VP8 C/C++ source, how to encode frames in ARGB format to frame instead of from file

1.1k views Asked by At

I'm trying to get started with the VP8 library, I'm not building it in the standard way they tell you to, I just loaded all of the main files and the "encoder" folder into a new Visual Studio C++ DLL project, and just included the C files in an extern "C" dll export function, which so far builds fine etc., I just have no idea where to start with the C++ API to encode, say, 3 frames of ARGB data into a very basic video, just to get started

The only example I could find is in the examples folder called simple_encoder.c, although their premise is that they are loading in another file already and parsing its frames then converting it, so it seems a bit complicated, I just want to be able to pass in a byte array of a few ARGB frames and have it output a very simple VP8 video

I've seen How to encode series of images into VP8 using WebM VP8 Encoder API? (C/C++) but the accepted answer just links to the build instructions and references the general specification of the vp8 format, the closest I could find there is the example encoding parameters but I just want to do everything from C++ and I can't seem to find any other examples, besides for the default one simple_encoder.c?

Objective: Reproduce the VP8 encoding question word for word, everything from "The only example" down to "default one simple_encoder.c?". The records come from a different source.

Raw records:

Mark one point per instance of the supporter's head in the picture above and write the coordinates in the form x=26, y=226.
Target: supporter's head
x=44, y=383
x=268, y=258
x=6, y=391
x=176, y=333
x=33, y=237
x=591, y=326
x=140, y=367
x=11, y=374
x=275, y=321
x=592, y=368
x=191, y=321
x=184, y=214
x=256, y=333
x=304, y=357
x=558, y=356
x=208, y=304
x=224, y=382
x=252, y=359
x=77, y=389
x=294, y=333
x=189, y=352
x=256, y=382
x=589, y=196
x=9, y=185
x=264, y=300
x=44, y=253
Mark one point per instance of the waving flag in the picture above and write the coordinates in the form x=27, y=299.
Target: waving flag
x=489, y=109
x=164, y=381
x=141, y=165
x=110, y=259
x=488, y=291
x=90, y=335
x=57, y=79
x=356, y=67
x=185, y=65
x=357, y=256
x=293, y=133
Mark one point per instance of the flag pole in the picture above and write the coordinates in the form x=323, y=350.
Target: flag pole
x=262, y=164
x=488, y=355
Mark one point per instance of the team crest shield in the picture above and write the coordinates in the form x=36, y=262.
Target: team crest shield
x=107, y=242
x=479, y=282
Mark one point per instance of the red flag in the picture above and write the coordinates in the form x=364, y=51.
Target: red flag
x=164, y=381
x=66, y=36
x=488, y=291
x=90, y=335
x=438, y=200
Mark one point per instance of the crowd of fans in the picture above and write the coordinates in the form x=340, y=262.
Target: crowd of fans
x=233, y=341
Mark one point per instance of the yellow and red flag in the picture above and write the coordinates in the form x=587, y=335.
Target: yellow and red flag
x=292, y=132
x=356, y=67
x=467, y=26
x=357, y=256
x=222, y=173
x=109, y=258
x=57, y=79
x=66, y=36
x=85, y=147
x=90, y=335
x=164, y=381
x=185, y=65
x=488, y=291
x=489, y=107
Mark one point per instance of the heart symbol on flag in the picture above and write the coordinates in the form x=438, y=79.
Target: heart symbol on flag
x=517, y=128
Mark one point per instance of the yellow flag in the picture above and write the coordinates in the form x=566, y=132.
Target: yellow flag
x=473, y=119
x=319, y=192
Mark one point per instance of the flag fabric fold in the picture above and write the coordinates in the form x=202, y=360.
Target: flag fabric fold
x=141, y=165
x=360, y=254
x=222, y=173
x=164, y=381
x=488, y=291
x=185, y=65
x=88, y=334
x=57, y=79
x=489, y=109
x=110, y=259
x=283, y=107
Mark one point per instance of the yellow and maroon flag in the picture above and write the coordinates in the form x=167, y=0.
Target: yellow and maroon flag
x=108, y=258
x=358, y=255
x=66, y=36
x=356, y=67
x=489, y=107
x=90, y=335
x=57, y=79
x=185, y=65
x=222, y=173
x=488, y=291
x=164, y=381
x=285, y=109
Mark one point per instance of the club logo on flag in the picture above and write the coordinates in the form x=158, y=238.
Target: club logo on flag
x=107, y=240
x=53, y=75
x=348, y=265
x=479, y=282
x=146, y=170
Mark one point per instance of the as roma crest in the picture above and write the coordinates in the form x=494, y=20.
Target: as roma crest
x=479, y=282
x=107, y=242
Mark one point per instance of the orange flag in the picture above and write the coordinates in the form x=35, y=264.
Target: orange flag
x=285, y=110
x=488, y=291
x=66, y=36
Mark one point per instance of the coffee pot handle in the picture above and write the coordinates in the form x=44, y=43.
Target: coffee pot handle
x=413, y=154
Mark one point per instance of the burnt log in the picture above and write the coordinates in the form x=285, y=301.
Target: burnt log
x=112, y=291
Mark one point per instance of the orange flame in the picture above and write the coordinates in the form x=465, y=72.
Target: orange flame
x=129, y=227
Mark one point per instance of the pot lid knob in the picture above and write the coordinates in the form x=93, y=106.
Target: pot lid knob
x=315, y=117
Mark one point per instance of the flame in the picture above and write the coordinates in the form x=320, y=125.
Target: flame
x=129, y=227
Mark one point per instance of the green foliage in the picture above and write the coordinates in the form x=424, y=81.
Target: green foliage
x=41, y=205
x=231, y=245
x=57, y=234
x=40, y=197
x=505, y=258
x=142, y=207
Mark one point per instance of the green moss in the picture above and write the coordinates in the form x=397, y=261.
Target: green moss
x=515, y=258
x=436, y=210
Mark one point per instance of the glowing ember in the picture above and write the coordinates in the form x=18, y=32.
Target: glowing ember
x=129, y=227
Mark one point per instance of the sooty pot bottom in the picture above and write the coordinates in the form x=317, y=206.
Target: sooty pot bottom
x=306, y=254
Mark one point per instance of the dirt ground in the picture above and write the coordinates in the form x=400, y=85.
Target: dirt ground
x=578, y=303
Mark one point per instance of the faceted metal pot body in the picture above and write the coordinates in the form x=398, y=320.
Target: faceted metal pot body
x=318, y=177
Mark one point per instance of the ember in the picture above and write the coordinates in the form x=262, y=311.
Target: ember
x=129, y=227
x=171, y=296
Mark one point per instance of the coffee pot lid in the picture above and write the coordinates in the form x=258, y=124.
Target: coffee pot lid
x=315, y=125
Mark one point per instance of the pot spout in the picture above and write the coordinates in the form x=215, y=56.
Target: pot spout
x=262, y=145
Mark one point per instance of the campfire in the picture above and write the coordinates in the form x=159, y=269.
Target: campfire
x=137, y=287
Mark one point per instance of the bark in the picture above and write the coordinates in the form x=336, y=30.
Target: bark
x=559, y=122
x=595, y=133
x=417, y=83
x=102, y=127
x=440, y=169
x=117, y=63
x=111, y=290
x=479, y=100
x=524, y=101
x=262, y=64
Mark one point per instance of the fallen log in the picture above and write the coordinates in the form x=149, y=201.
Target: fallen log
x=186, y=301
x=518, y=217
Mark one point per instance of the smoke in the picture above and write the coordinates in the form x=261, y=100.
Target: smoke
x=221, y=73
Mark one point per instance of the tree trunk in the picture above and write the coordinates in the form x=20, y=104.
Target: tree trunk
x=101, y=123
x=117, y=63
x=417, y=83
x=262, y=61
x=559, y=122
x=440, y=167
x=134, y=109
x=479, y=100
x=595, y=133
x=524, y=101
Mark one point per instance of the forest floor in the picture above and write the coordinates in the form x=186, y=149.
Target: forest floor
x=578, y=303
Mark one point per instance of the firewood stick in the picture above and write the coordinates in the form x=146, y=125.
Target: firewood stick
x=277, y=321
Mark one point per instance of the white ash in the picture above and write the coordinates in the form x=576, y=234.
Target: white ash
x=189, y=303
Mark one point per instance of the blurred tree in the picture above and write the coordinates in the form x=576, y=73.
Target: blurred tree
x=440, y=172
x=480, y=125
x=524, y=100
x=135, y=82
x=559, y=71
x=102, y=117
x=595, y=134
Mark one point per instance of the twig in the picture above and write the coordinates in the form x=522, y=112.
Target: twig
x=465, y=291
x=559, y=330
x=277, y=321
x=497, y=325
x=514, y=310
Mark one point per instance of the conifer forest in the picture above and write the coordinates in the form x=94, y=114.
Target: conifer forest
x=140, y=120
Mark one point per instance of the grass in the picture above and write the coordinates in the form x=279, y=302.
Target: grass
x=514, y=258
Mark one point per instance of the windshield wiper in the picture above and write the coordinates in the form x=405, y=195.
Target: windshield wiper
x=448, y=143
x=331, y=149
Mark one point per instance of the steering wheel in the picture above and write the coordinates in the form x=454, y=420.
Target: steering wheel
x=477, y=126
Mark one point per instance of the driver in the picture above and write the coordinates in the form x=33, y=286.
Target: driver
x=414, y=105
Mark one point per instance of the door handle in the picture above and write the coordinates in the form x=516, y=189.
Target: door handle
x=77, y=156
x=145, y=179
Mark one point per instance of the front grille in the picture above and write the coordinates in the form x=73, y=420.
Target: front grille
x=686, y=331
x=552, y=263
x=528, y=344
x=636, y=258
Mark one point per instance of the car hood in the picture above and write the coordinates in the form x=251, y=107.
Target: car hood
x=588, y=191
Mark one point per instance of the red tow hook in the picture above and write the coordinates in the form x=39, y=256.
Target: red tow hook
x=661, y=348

Problem solution:
The only example I could find is in the examples folder called simple_encoder.c, although their premise is that they are loading in another file already and parsing its frames then converting it, so it seems a bit complicated, I just want to be able to pass in a byte array of a few ARGB frames and have it output a very simple VP8 video

I've seen How to encode series of images into VP8 using WebM VP8 Encoder API? (C/C++) but the accepted answer just links to the build instructions and references the general specification of the vp8 format, the closest I could find there is the example encoding parameters but I just want to do everything from C++ and I can't seem to find any other examples, besides for the default one simple_encoder.c?